Task data:
====
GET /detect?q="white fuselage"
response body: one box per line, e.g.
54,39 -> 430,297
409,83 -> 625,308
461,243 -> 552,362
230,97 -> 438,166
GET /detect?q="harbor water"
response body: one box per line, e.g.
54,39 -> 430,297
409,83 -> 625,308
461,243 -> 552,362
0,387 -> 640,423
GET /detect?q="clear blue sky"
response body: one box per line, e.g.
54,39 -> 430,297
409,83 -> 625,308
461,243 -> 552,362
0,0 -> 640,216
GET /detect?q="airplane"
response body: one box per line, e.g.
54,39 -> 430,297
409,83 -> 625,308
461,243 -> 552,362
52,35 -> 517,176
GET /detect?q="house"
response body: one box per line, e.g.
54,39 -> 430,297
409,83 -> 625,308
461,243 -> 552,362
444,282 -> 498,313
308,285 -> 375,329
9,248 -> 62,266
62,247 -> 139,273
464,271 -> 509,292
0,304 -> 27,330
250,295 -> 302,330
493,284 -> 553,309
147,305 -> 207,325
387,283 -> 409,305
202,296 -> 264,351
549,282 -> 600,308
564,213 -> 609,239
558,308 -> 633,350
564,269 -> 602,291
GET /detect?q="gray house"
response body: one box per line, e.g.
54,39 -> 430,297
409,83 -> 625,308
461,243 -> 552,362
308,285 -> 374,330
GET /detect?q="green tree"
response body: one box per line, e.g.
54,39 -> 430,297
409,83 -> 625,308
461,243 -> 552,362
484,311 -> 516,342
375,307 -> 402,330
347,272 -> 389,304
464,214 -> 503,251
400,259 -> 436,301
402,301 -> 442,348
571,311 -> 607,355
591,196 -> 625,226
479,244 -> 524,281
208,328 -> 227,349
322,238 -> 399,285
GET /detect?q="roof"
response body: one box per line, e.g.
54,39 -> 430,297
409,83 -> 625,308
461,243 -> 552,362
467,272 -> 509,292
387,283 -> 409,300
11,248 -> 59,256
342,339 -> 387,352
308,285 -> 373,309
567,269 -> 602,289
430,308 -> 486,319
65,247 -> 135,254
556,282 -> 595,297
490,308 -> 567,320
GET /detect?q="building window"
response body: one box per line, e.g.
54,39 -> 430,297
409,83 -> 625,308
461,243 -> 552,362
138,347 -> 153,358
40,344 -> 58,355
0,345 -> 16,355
====
Task directions: Arrange every line of the listing above as a JSON list of strings, one string per line, leaving out blank lines.

Completed exercise:
[
  "GET /detect?q=\"white fuselage\"",
  "response body: one box per line, e.g.",
  "54,39 -> 430,297",
  "409,83 -> 625,308",
  "461,243 -> 552,362",
  "230,97 -> 438,166",
  "GET /detect?q=\"harbor water\"",
  "response body: one box per line, e.g.",
  "54,39 -> 430,297",
  "409,83 -> 625,308",
  "461,243 -> 552,362",
  "0,387 -> 640,423",
  "GET /detect?q=\"clear blue sky\"",
  "response body: one box per line, e.g.",
  "54,39 -> 430,297",
  "409,83 -> 625,308",
  "461,243 -> 552,362",
  "0,0 -> 640,216",
  "GET /detect?q=\"airplane\"",
  "response body: one box per line, e.g.",
  "54,39 -> 430,297",
  "409,83 -> 625,308",
  "461,243 -> 552,362",
  "52,35 -> 517,176",
  "GET /detect?q=\"house\"",
  "response body: one box per line, e.g.",
  "54,39 -> 430,297",
  "409,83 -> 625,308",
  "461,243 -> 552,362",
  "444,282 -> 498,313",
  "308,285 -> 375,329",
  "9,248 -> 62,266",
  "62,247 -> 139,273",
  "464,271 -> 509,292",
  "0,304 -> 27,330",
  "250,295 -> 302,330",
  "493,284 -> 553,309",
  "147,305 -> 207,325",
  "387,283 -> 409,305",
  "202,296 -> 264,351",
  "549,282 -> 600,308",
  "564,213 -> 609,239",
  "558,308 -> 633,350",
  "564,269 -> 602,291",
  "GET /detect?q=\"gray house\"",
  "response body: one box per line, e.g.",
  "54,39 -> 430,297",
  "409,83 -> 625,308",
  "461,243 -> 552,362",
  "308,285 -> 374,330",
  "GET /detect?q=\"green tree\"",
  "response body: one box per line, e.g.",
  "54,39 -> 430,297",
  "409,83 -> 625,308",
  "461,243 -> 552,362",
  "484,311 -> 516,342",
  "375,307 -> 402,330",
  "347,272 -> 389,304",
  "464,214 -> 503,251",
  "400,259 -> 436,301",
  "402,301 -> 442,348",
  "571,311 -> 607,355",
  "591,196 -> 625,226",
  "479,244 -> 524,281",
  "208,328 -> 227,349",
  "322,238 -> 399,285",
  "GET /detect?q=\"roof\"",
  "response body: one box per line, e.g.",
  "54,39 -> 430,297",
  "409,83 -> 625,308",
  "461,243 -> 552,362",
  "467,272 -> 509,292",
  "387,283 -> 409,300",
  "11,248 -> 59,256",
  "342,339 -> 387,352",
  "308,285 -> 373,309",
  "567,269 -> 602,289",
  "430,308 -> 486,319",
  "65,247 -> 135,254",
  "556,282 -> 595,297",
  "490,308 -> 567,320",
  "GET /detect?q=\"building window\"",
  "response body: one box per line, e.g.",
  "54,39 -> 430,297",
  "409,83 -> 625,308",
  "461,243 -> 552,362",
  "138,347 -> 153,358",
  "40,344 -> 58,355",
  "0,345 -> 16,355"
]